- _Problem statement_: Every line from the one holding "In this exercise you will spot each instance of the beanie" through the final line of the entries is to be reproduced exactly, and no other line.

- _Point-per-instance localization data_:

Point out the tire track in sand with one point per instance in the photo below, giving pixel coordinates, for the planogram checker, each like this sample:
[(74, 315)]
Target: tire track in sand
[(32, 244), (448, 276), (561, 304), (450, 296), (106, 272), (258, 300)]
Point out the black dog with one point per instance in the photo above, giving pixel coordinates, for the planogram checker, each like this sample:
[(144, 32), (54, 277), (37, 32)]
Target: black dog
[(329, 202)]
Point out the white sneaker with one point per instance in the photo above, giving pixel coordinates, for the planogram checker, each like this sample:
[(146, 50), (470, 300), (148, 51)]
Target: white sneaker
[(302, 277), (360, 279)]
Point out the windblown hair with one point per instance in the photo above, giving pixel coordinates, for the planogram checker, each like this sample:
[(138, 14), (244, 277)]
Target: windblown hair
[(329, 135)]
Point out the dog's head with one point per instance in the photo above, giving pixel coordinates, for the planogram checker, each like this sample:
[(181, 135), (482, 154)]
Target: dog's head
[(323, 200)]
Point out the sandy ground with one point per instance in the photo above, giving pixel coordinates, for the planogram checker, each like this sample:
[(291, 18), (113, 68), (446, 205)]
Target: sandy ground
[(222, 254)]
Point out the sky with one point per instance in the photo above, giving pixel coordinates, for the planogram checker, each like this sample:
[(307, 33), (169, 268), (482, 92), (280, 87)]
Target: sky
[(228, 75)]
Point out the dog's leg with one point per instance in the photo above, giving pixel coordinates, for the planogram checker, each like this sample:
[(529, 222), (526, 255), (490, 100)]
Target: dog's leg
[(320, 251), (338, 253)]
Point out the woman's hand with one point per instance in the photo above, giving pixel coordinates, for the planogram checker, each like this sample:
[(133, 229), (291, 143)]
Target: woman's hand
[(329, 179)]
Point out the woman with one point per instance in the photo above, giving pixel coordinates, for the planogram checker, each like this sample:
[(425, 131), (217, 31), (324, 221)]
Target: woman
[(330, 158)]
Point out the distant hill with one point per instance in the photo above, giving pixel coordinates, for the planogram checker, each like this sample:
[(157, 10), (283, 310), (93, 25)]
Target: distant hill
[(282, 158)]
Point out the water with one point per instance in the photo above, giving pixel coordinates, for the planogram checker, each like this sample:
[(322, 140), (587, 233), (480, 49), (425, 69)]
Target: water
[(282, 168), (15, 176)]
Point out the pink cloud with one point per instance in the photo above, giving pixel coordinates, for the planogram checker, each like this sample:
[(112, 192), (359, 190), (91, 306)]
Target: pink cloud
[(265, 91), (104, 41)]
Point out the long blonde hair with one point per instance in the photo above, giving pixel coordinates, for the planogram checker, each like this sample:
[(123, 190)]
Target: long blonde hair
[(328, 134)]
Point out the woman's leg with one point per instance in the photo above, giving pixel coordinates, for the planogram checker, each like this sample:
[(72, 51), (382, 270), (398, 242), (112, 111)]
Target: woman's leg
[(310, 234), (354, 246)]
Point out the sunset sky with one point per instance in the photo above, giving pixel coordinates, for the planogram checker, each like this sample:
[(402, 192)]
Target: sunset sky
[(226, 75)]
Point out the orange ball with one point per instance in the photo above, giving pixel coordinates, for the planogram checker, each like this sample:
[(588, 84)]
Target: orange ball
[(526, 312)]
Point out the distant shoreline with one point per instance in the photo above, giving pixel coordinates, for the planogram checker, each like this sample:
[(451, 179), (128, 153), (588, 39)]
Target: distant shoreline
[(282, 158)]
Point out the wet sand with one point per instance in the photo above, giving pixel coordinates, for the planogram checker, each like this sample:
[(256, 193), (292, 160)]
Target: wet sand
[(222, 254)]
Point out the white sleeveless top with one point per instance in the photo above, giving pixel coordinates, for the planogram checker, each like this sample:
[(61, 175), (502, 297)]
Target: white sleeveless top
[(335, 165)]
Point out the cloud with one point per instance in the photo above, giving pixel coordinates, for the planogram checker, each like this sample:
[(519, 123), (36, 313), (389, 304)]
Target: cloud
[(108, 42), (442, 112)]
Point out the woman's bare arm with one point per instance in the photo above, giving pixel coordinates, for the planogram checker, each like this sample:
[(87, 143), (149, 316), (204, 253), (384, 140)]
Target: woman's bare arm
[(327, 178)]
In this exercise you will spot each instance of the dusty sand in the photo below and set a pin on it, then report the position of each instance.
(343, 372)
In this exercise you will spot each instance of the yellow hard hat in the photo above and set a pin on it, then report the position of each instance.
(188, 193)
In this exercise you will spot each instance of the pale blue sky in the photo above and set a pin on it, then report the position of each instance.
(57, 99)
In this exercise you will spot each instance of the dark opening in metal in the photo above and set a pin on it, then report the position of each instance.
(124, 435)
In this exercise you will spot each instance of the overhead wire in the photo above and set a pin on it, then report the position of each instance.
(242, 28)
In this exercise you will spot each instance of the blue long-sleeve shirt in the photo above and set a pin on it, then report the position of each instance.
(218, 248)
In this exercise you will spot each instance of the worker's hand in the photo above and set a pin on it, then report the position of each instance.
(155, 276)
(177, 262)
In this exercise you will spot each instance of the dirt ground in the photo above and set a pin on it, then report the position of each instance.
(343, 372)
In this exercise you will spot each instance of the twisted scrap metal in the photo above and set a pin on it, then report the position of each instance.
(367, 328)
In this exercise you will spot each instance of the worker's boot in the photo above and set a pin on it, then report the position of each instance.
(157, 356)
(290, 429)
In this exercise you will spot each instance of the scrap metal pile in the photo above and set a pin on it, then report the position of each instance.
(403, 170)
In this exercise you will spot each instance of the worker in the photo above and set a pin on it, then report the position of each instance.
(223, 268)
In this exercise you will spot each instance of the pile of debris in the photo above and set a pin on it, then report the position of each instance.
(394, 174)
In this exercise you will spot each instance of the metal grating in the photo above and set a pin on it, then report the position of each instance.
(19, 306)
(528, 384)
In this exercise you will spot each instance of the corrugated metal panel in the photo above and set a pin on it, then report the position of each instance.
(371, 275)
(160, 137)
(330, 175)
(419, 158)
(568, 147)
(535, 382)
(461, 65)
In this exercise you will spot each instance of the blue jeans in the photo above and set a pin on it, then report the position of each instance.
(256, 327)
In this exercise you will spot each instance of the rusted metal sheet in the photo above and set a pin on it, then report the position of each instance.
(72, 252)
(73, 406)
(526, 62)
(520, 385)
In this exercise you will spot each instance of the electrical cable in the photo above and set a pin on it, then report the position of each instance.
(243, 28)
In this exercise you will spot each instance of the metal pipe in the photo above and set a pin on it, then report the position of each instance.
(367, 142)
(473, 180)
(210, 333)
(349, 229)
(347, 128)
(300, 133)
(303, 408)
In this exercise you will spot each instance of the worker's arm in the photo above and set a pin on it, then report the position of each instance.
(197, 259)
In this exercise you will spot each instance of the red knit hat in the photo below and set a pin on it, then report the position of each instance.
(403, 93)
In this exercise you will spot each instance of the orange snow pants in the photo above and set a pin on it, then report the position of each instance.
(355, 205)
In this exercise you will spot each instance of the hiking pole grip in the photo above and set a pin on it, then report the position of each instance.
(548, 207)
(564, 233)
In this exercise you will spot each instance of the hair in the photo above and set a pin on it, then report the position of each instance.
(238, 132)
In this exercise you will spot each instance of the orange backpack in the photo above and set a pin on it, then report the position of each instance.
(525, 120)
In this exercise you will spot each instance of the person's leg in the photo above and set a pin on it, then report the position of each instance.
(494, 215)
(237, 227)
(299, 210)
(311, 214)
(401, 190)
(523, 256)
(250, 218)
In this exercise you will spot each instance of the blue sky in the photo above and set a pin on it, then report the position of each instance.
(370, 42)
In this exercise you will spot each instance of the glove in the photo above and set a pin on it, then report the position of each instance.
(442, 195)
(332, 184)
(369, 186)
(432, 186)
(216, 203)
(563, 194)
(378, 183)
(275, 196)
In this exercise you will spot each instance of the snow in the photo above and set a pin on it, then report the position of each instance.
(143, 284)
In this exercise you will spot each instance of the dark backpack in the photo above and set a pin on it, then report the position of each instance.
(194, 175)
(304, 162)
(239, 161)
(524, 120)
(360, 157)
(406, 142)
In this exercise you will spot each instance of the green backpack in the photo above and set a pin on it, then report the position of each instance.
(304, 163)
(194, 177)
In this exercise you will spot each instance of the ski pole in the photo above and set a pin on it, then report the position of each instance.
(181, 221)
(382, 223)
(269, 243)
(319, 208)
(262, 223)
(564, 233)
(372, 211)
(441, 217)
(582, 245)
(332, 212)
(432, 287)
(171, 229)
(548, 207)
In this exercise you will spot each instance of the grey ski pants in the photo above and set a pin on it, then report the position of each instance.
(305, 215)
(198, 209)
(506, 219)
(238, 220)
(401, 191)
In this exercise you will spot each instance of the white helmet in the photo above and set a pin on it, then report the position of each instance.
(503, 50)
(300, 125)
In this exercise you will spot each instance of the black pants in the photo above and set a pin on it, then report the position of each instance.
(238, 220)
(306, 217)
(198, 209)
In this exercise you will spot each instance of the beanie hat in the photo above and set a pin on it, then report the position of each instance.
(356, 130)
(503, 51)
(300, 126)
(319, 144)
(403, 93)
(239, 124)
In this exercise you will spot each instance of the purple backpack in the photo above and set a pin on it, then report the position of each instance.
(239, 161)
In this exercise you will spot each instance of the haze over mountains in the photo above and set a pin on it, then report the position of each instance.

- _Reply_:
In this exercise you will spot each instance of the beanie hat in the photo above and set a pin on it, then report the position of each instance.
(356, 130)
(503, 51)
(300, 126)
(319, 144)
(403, 93)
(239, 124)
In this exercise you will spot each instance of the purple backpack in the photo above and set a pin on it, then report the position of each instance.
(239, 161)
In this exercise you will spot each instance of the haze over mountains in the photo above and set a pin on it, then report the position of each instance.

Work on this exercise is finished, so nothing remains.